_CHALLENGE:_
Only the lines from the one containing "Would you be able to pick out the brake" to the end of the material are to be copied, exactly and in full; images stay out.

-- start SUPPLIED DATA --

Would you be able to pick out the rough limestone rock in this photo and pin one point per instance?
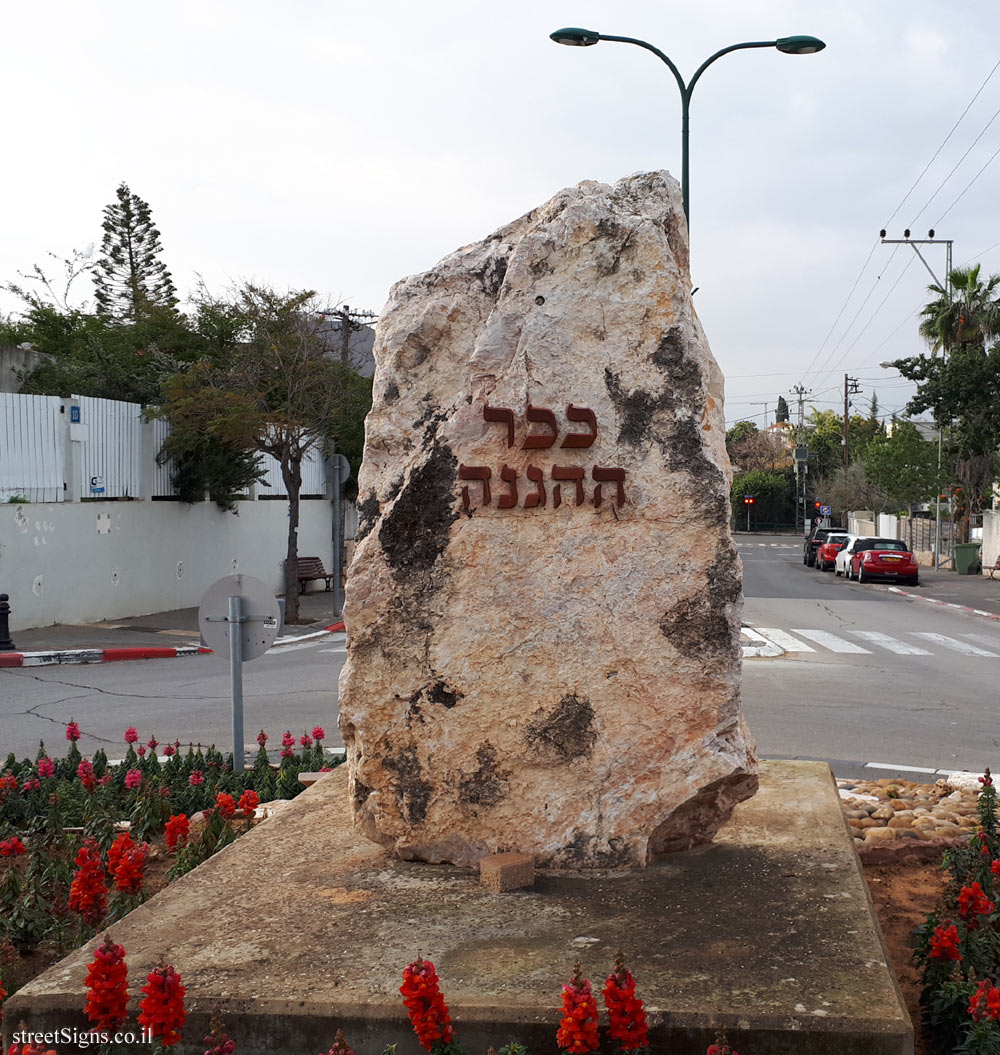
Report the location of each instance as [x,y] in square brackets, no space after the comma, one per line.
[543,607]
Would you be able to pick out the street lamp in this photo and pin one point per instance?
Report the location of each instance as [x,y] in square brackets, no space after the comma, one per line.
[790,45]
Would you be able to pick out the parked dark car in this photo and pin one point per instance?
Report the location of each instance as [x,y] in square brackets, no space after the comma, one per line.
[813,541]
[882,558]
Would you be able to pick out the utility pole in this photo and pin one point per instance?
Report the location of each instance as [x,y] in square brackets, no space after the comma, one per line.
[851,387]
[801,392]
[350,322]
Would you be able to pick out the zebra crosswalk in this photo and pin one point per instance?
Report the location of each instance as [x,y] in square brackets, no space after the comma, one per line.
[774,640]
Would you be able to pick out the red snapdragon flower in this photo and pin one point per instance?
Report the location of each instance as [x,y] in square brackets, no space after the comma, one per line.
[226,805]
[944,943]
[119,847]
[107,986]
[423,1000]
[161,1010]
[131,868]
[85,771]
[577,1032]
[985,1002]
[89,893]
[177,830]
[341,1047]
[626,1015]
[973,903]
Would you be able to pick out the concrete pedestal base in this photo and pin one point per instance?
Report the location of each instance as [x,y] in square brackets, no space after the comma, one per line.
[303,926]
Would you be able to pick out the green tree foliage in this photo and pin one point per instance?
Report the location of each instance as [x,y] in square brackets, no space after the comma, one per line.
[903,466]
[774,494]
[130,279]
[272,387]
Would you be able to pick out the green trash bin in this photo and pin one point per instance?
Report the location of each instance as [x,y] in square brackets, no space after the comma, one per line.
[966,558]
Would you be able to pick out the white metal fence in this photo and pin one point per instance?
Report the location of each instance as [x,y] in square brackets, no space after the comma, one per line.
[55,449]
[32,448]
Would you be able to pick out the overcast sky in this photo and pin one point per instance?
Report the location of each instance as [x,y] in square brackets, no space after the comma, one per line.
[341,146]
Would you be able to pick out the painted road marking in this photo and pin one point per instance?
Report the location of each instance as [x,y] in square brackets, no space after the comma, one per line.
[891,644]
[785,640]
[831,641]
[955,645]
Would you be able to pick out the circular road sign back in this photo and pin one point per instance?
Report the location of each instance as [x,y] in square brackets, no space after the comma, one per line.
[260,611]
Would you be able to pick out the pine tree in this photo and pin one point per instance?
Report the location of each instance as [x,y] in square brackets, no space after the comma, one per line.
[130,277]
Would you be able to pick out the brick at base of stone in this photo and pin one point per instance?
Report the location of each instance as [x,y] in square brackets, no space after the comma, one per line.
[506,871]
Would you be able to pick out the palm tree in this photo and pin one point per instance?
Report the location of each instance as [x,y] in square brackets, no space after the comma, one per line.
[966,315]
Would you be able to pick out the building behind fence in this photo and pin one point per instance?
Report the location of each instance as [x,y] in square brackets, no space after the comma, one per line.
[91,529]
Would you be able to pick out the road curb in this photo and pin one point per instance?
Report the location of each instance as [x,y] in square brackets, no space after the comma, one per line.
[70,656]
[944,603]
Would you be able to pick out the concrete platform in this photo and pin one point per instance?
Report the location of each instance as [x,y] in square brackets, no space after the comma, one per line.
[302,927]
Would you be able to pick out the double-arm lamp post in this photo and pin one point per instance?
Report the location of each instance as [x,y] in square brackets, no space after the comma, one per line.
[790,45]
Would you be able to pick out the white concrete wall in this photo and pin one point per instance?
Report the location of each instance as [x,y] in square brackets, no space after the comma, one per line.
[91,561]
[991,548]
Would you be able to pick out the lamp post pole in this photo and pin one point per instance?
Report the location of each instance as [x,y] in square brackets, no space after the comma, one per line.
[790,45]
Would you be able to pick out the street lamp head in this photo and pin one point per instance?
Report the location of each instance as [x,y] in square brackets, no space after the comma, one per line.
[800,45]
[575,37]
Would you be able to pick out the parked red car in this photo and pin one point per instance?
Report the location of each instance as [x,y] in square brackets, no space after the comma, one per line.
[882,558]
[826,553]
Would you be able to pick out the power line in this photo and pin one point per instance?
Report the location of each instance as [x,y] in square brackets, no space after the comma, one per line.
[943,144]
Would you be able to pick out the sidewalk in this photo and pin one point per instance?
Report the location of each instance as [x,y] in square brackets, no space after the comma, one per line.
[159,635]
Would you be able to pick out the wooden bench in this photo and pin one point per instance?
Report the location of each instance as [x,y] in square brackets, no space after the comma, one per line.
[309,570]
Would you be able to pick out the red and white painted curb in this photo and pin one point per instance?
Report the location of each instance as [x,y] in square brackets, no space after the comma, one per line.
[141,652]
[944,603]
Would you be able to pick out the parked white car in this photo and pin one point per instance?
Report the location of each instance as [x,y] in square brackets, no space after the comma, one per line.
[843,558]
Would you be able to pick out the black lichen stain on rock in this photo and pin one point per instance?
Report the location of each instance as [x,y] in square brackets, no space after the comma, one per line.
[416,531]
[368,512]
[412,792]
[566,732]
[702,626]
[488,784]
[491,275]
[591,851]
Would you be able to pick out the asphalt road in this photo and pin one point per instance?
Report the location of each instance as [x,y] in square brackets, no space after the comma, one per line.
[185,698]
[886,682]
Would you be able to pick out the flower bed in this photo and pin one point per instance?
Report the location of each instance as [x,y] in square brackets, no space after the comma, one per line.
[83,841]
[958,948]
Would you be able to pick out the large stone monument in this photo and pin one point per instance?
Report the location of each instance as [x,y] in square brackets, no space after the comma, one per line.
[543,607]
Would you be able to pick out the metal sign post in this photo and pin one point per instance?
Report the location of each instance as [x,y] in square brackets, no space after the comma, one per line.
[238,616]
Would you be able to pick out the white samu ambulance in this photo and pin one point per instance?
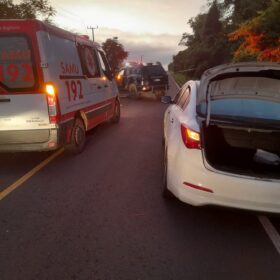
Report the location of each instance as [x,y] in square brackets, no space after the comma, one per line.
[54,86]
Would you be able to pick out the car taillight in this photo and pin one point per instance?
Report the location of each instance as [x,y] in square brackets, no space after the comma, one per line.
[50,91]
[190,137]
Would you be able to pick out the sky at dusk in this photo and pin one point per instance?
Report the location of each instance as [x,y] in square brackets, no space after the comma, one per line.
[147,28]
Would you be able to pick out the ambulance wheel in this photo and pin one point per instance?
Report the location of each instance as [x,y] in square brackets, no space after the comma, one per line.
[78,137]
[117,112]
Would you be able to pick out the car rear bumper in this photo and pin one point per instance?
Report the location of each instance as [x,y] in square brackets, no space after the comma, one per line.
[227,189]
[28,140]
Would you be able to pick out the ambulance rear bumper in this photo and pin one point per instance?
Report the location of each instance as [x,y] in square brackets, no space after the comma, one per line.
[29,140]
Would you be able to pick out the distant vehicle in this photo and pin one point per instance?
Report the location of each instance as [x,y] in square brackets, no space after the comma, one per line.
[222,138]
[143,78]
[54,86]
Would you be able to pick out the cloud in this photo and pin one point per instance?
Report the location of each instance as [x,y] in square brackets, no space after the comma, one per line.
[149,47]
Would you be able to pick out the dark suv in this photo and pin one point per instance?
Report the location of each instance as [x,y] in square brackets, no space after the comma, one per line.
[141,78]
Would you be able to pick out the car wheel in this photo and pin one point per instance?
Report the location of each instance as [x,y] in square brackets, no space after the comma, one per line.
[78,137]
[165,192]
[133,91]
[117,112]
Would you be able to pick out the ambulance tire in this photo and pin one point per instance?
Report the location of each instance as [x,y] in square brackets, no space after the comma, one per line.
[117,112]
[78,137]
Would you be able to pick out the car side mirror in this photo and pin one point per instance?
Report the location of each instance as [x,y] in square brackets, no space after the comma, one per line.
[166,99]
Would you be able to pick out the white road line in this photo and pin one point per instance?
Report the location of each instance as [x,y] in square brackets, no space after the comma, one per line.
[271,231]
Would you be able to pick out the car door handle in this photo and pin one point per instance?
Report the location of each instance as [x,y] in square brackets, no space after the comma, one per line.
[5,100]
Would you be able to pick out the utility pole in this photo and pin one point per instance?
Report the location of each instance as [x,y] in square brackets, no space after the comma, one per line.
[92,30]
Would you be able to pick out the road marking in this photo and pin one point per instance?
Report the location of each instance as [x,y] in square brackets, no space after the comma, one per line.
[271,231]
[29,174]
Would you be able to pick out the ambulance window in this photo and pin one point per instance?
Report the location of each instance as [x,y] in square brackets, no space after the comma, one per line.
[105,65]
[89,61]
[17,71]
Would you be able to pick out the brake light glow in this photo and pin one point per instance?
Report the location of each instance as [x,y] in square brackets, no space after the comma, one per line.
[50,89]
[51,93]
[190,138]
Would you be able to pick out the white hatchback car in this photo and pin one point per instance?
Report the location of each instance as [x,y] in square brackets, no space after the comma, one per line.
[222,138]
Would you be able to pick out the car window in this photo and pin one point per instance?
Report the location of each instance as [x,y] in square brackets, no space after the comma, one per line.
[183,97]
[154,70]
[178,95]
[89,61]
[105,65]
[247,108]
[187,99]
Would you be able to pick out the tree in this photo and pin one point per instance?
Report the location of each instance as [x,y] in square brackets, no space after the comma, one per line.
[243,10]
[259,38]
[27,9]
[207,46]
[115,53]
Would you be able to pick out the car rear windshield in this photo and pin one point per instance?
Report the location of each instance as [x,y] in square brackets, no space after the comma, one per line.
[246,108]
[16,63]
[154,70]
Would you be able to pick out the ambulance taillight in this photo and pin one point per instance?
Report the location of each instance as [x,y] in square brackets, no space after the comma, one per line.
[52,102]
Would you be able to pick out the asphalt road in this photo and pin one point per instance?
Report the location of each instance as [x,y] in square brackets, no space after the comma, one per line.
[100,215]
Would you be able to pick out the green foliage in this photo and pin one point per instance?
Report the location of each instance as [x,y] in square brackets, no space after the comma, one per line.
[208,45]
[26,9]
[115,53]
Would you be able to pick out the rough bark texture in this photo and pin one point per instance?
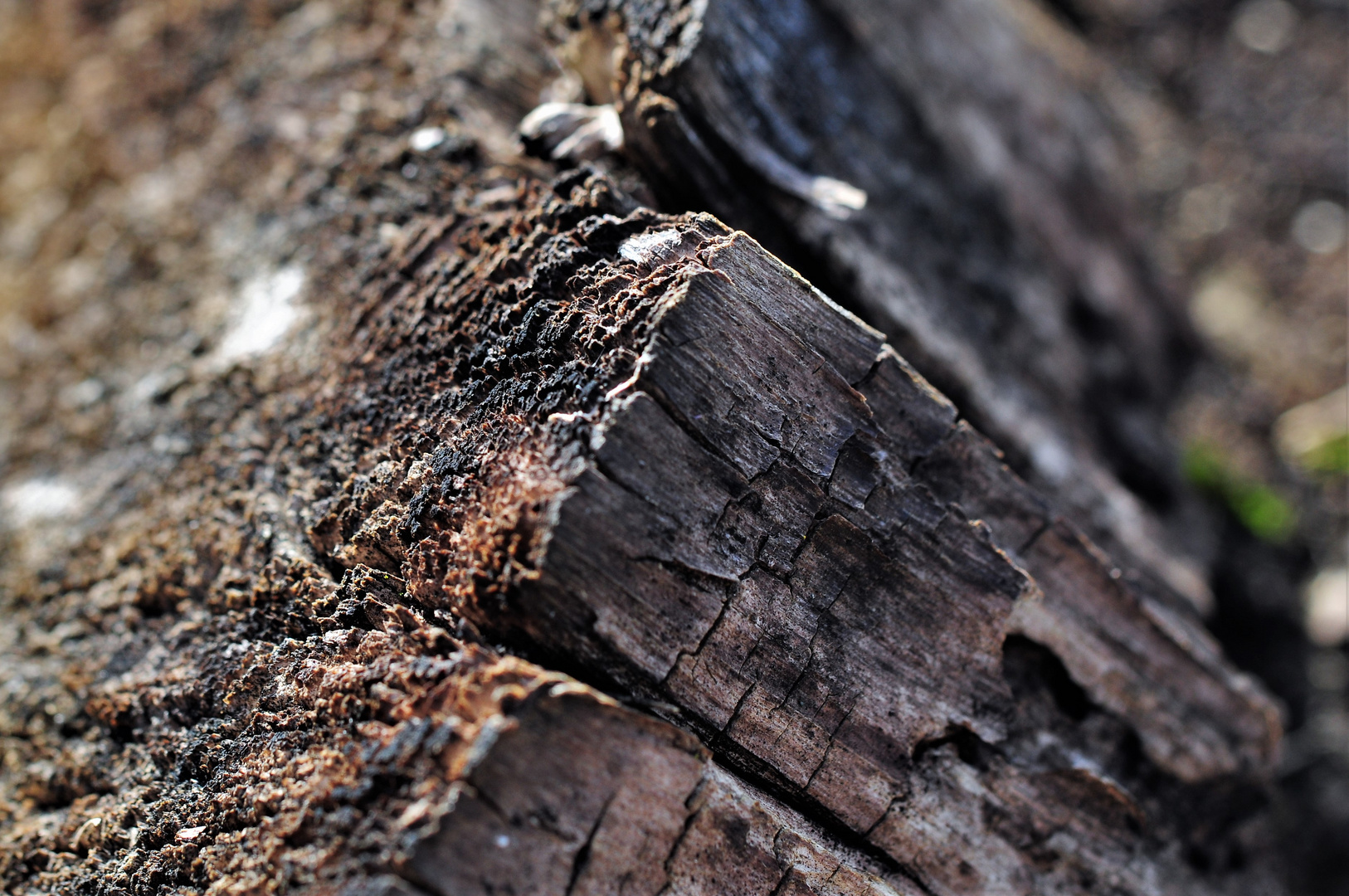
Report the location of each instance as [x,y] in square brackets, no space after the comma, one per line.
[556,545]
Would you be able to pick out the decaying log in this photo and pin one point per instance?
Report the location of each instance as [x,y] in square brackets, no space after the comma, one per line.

-- end SUPPLIED DATA --

_OUTPUT OF THE EXERCISE:_
Would you be able to pick out the brake light glow in this photo and pin one point per instance?
Report the location of each instance as [x,y] in square brackets, no space after the comma, one per line.
[50,89]
[51,93]
[190,138]
Would you be able to pick out the white hatchback car in this photo and pin one point per instance?
Report the location of each instance as [x,y] in square brackets, no space after the comma, one per line.
[222,138]
Would you be able to pick out the car window in this photo and pin one point per instance?
Report the location of each instance as [x,y] in square brackets, no space after the comma, one per line.
[183,97]
[154,70]
[178,95]
[89,61]
[105,65]
[247,108]
[187,99]
Would you be able to pick out the tree in this photo and pin one point per instance?
Report the location of each instance as [x,y] in square brackets, no space after the comma, one per line.
[243,10]
[259,38]
[27,9]
[207,46]
[115,53]
Would you be able to pick out the car rear windshield in this photo and pin one point per instance?
Report the location of each instance as [x,y] in square brackets, no space after the comma, one per line.
[246,108]
[16,63]
[154,70]
Would you be able to pick out the ambulance taillight in this photo and pin one point per instance?
Report the location of each instance as [x,y] in square brackets, no space after the comma, one per line.
[52,102]
Would you be able to pick out the asphalt road in this photo and pin one point per instance?
Report the location of each instance as [x,y] in square brackets, no space after the comma, one per line.
[100,215]
Would you be able to pick out the green foliage in this photo and pin one point per instance?
Report the location of each instance as [x,y] in square brackets, no space after the comma, one per line.
[208,45]
[26,9]
[115,53]
Would you be able to pick out the rough bark texture in this photo and pin one point per instance?
Report the location of each instance as [x,y] in square brackets, no space after the comma, one per line.
[556,545]
Would you be able to pick out the decaying log in this photo and pin one point per instance?
Report the location of each instance as [x,y] in square brackets, no space after the comma, one per line.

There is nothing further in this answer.